Charitable giving for high-net-worth families, Pt. 1Article added by Edward Arias on January 4, 2013
West Saint Paul, MN
Joined: June 19, 2012
Ranked: #1984 (90 pts)
To most people, wealth is normally perceived as the amount of assets one owns, including but not limited to money, cars, houses, land, etc. This perception is, for the most part, a simple yet accurate description. However, for families with most of the world’s wealth, it should be about the effects their wealth can have on causes, charities and organizations that have true meaning in their lives.
A 1987 study by author Eugene Steuerle (Charitable Giving Patterns of the Wealthy) finds that most charitable giving was done by the wealthy upon their deaths. It seems appropriate for people of wealth to bequeath their fortunes at death by means of life insurance proceeds, stocks and real estate, which is advantageous when taking taxes into consideration. With the advent of computers and the Internet, this perspective has changed somewhat, and the wealthy are now giving more while they are alive, as opposed to transferring wealth at death.This cultural change is intriguing to say the least.

——

Given request 1: Change "robe collar" to "shirt collar" in the rows from the line with "Practice step: point out every instance of the robe" to the line with "pixel 287 137", and return those lines with everything else left as it is.
These rows are unrelated to the article on charitable giving above them.

Data excerpts:
——

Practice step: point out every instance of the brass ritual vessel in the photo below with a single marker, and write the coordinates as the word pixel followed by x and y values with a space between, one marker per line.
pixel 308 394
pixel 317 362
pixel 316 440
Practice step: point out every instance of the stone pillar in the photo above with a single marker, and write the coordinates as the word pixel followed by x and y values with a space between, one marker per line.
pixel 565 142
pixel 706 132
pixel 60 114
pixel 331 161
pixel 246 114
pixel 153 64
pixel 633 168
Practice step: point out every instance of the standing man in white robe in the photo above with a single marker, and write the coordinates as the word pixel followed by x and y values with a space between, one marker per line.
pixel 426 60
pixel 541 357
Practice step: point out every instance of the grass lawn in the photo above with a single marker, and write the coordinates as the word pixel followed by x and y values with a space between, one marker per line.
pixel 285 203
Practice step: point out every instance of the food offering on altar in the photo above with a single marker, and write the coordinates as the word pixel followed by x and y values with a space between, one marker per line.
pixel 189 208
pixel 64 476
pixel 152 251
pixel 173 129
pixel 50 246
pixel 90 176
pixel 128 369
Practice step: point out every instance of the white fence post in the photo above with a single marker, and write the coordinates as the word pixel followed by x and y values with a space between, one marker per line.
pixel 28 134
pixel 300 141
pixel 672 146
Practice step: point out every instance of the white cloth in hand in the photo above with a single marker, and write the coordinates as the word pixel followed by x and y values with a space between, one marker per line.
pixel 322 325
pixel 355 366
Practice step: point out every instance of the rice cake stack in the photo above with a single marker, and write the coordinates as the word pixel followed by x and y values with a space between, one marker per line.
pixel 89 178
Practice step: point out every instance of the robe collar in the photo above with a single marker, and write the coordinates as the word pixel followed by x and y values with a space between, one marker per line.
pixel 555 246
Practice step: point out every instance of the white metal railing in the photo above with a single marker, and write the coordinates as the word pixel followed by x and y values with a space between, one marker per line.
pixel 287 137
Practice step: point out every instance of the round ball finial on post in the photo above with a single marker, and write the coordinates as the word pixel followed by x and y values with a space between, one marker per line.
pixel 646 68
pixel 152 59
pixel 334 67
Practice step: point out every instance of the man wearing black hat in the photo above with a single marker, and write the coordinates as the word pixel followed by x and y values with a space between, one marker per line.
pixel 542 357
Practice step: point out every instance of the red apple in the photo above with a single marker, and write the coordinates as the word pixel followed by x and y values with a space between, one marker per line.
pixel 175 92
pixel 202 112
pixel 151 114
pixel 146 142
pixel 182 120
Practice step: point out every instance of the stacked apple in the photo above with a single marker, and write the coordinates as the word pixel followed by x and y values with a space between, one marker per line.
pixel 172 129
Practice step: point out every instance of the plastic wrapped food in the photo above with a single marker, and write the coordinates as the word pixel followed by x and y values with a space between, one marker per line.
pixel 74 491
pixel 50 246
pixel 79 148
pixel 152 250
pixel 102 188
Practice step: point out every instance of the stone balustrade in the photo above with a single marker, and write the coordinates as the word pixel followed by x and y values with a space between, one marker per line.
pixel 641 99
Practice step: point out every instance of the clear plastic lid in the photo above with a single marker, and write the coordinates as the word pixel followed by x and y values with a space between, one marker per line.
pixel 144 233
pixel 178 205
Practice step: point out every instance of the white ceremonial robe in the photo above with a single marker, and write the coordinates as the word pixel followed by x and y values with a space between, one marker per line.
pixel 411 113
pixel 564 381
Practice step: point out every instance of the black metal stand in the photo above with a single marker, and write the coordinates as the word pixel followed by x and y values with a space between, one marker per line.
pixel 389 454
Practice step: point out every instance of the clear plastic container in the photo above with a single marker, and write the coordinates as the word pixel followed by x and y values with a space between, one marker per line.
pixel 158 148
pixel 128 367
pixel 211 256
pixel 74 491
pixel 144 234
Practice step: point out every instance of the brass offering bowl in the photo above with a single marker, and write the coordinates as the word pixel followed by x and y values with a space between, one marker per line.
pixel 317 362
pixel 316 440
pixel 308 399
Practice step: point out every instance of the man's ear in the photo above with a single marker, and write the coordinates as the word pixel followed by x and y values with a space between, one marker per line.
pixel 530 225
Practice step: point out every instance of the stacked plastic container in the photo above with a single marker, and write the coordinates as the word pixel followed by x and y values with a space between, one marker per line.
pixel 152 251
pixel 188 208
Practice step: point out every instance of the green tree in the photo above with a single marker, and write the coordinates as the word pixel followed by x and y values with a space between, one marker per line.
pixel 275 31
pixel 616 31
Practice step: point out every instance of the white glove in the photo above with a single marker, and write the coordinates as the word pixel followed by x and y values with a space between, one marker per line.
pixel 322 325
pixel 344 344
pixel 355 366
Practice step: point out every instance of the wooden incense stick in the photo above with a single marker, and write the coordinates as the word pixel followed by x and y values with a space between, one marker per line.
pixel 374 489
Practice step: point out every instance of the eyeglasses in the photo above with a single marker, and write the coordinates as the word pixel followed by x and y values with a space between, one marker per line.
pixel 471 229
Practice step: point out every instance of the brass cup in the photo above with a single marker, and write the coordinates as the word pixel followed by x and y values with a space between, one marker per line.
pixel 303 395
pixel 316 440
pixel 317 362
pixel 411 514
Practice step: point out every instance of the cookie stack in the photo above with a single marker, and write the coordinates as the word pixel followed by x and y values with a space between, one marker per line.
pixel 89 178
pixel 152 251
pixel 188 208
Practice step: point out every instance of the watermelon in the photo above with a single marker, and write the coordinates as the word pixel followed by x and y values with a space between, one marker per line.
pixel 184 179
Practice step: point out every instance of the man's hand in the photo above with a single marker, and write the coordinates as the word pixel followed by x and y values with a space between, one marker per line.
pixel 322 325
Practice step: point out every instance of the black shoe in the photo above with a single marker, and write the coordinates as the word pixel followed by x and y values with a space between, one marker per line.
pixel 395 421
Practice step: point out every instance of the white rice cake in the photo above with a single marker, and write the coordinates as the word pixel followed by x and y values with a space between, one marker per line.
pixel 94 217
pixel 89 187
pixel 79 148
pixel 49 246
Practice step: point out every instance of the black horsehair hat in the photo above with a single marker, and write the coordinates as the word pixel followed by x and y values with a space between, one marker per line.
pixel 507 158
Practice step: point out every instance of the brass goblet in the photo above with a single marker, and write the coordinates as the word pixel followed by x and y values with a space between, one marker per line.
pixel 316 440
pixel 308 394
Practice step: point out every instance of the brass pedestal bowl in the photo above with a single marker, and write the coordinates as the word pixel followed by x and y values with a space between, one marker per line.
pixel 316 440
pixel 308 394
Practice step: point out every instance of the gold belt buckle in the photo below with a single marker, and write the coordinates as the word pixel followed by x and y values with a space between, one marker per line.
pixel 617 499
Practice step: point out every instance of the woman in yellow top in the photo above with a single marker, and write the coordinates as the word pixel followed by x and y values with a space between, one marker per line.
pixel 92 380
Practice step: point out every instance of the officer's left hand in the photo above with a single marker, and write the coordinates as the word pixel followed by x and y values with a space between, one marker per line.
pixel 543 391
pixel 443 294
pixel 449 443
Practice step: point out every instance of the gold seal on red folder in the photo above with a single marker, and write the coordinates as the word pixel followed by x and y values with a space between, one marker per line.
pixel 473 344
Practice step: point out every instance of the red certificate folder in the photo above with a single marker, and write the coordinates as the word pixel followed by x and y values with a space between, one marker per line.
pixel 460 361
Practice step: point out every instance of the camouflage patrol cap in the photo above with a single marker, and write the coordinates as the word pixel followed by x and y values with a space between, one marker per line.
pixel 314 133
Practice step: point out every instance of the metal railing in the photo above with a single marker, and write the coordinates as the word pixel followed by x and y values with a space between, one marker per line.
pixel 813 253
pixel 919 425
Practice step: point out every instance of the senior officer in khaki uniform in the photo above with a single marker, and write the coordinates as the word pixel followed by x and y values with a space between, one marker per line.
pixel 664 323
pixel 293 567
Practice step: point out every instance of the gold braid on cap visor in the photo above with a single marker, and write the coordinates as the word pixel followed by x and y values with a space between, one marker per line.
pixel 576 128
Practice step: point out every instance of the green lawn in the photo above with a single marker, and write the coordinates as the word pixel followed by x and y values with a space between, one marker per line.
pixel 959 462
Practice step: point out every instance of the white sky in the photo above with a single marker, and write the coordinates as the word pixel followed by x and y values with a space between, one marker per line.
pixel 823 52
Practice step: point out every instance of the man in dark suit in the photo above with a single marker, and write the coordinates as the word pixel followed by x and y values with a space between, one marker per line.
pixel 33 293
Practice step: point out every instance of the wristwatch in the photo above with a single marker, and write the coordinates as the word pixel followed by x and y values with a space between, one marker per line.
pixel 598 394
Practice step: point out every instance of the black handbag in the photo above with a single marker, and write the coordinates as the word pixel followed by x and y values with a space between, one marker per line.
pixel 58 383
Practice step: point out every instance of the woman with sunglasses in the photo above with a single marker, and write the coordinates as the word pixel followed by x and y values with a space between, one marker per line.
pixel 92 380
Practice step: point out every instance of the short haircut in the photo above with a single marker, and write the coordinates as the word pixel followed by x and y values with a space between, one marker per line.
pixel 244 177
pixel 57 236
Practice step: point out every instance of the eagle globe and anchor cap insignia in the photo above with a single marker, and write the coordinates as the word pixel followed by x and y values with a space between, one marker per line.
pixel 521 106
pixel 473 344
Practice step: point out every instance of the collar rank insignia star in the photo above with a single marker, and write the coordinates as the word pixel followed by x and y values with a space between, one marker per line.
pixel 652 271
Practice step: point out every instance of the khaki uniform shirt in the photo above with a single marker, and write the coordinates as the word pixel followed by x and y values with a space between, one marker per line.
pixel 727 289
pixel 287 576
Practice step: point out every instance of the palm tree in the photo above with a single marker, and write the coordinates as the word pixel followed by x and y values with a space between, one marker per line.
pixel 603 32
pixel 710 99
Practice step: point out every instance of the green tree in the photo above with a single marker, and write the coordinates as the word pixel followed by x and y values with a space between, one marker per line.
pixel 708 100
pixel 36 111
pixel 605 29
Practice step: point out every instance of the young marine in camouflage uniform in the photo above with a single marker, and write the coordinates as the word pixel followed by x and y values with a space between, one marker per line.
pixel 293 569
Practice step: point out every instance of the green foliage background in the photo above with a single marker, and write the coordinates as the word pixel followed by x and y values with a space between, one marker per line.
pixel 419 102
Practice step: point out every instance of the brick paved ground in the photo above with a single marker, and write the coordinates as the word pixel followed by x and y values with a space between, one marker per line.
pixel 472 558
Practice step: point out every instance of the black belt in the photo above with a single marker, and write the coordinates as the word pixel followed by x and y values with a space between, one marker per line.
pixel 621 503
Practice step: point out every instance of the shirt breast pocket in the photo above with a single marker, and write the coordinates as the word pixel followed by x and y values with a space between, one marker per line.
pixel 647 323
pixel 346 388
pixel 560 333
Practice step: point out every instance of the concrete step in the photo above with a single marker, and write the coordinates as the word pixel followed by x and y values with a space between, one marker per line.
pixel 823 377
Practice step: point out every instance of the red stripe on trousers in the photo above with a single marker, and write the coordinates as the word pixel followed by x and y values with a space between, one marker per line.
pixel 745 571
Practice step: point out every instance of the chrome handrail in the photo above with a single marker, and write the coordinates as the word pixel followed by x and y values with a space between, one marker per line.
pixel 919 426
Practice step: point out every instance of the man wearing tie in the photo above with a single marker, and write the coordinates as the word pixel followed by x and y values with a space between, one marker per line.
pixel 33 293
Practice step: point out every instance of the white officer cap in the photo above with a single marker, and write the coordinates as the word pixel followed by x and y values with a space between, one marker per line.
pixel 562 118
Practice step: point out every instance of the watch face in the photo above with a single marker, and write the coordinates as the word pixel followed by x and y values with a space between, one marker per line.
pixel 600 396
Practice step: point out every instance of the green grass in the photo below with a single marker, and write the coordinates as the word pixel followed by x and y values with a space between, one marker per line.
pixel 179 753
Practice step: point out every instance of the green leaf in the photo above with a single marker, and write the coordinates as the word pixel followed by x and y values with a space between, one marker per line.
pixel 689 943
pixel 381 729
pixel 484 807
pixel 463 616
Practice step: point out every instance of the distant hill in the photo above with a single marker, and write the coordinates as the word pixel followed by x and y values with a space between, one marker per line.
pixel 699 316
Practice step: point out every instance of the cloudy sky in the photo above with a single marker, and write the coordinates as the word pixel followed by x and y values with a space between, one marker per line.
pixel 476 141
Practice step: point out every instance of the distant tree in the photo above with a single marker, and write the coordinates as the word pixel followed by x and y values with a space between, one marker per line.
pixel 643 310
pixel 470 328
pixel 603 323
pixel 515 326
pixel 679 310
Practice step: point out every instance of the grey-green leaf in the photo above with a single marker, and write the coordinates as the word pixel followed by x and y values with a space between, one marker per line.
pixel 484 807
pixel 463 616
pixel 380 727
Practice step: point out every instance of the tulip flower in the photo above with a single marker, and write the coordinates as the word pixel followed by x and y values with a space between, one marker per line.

——

Given request 2: Continue the article on charitable giving by wealthy families from the point where it stops.

Written response 1:
Practice step: point out every instance of the shirt collar in the photo above with a single marker, and write the coordinates as the word pixel followed by x and y values with a space between, one marker per line.
pixel 555 246
Practice step: point out every instance of the white metal railing in the photo above with a single marker, and write the coordinates as the word pixel followed by x and y values with a space between, one marker per line.
pixel 287 137

Written response 2:
Until I started working in the financial services industry, I really didn't know what charitable giving was. The middle income earner in the United States probably considers charitable giving to be writing a check to the United Way for $100 a year or contributing to the Japanese Relief Fund for $50 charitable giving, and it is, but for the high-net-worth families of the world, these types of contributions wouldn't allow them to impact the world the way they feel they should and can by means of donating large portions of their wealth. Investopedia defines charitable giving as "a gift made by an individual or an organization to a nonprofit organization, charity or private foundation."
Charitable donations are commonly in the form of cash, but they can also take the form of real estate, motor vehicles,
appreciated securities, clothing and other assets or services. Most contributions made by high-net-worth families easily meet this basic definition of giving, but the intricacies of giving large sums of money or property come with many tax implications and
exemptions when properly structured through estate planning.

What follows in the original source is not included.